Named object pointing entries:

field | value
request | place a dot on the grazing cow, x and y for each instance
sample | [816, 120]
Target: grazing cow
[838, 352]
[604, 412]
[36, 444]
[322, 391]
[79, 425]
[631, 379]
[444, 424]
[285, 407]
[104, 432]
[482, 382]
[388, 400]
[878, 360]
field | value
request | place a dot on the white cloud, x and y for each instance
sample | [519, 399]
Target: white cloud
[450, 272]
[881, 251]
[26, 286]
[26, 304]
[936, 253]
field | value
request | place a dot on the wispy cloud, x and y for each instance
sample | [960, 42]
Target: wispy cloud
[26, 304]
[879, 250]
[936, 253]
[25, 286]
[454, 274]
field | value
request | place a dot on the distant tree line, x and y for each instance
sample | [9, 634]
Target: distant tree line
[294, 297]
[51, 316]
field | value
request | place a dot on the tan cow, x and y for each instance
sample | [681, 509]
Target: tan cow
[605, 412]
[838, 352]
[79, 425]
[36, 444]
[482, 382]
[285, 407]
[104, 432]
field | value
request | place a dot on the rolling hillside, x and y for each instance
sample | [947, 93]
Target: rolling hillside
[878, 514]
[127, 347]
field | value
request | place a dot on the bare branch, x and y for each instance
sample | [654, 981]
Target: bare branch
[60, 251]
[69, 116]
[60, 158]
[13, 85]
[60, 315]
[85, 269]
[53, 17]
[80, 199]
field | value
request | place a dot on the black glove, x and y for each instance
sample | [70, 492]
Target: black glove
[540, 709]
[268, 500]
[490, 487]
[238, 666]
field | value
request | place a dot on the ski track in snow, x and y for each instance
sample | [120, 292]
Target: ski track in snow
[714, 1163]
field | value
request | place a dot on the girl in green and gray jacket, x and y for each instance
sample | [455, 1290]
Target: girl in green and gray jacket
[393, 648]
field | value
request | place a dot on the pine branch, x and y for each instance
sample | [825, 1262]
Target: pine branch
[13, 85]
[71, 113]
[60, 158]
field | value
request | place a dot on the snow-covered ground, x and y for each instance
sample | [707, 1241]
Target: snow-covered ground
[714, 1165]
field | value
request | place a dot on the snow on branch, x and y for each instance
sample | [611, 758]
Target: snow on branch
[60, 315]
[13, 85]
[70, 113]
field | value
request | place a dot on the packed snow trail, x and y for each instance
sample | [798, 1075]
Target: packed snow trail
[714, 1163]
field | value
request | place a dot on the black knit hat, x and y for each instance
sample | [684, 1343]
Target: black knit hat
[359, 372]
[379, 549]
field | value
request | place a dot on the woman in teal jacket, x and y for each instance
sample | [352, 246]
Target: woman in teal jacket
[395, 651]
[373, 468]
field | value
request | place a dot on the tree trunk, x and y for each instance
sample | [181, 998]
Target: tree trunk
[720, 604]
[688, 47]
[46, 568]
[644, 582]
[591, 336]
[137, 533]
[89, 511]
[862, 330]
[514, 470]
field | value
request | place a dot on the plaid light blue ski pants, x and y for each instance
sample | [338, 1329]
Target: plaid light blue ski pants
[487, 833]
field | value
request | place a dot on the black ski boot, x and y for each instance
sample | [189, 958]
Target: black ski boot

_Job:_ Please return the data above exactly as given.

_Answer to the exercise:_
field | value
request | place a dot on the grazing cow, x and y for each instance
sample | [816, 120]
Target: grazing cow
[838, 352]
[604, 412]
[36, 444]
[322, 391]
[79, 425]
[631, 379]
[444, 424]
[285, 407]
[104, 432]
[482, 382]
[388, 400]
[878, 360]
field | value
request | place a dot on the white cloud, x and y for each instance
sample | [519, 399]
Target: white cloud
[450, 272]
[881, 251]
[26, 286]
[26, 304]
[936, 253]
field | value
request | place a dot on the wispy cloud, x and y for each instance
sample | [960, 42]
Target: wispy cloud
[26, 304]
[879, 250]
[936, 253]
[25, 286]
[454, 274]
field | value
request | place a dot on the distant tree line, x and y for each instance
sample | [9, 634]
Target: distant tree line
[294, 297]
[51, 316]
field | value
request | place a dot on the tan cow, x and y for each instance
sample | [681, 509]
Target: tan cow
[605, 412]
[838, 352]
[79, 425]
[36, 444]
[482, 382]
[285, 407]
[104, 432]
field | value
request | place a dot on the rolling hillside, x and y for each instance
sample | [947, 93]
Target: rolling hillside
[878, 514]
[127, 347]
field | value
request | place a dot on the bare branch, x and y for each instance
sample | [654, 981]
Target: bare branch
[60, 251]
[69, 116]
[60, 158]
[13, 85]
[60, 315]
[85, 269]
[53, 17]
[80, 199]
field | value
request | place a dot on the black glove, x and y for each instance
sample | [70, 492]
Target: black glove
[540, 709]
[268, 500]
[490, 487]
[238, 666]
field | value
request | place a dot on the ski track in snow, x and y for each instance
sample | [120, 292]
Target: ski track in snow
[714, 1163]
field | value
request | place a dot on the girl in green and gray jacket, x and y for each instance
sample | [455, 1290]
Target: girl in green and gray jacket
[393, 648]
field | value
request | place a dot on the pine branch, x and y for each instance
sample | [825, 1262]
Target: pine branch
[13, 85]
[71, 113]
[60, 158]
field | value
request | place a dot on the snow-covered ground, x and y for each instance
sample | [707, 1241]
Target: snow-covered ground
[714, 1165]
field | value
request | place a dot on the snow on branch, x and y for each instance
sample | [611, 758]
Target: snow on branch
[60, 315]
[13, 85]
[70, 113]
field | value
request | place a dot on the packed snow trail, x and y for each instance
sample | [798, 1075]
Target: packed snow trail
[714, 1163]
field | value
request | place a dot on the black knit hat, x and y for each instance
sample | [684, 1343]
Target: black knit hat
[359, 372]
[379, 549]
field | value
request | place a dot on the woman in teal jacket, x and y for each instance
sample | [352, 246]
Target: woman in teal jacket
[395, 651]
[373, 468]
field | value
request | place a dot on the tree trunk, x and y for each instance
sample | [181, 998]
Target: tree trunk
[720, 604]
[688, 47]
[46, 568]
[644, 582]
[591, 336]
[137, 533]
[89, 511]
[862, 330]
[514, 470]
field | value
request | place a dot on the plaid light blue ski pants, x and y for each instance
sample | [338, 1329]
Target: plaid light blue ski pants
[487, 833]
field | value
request | place a dot on the black ski boot, x and y for each instance
sample | [189, 958]
Target: black ski boot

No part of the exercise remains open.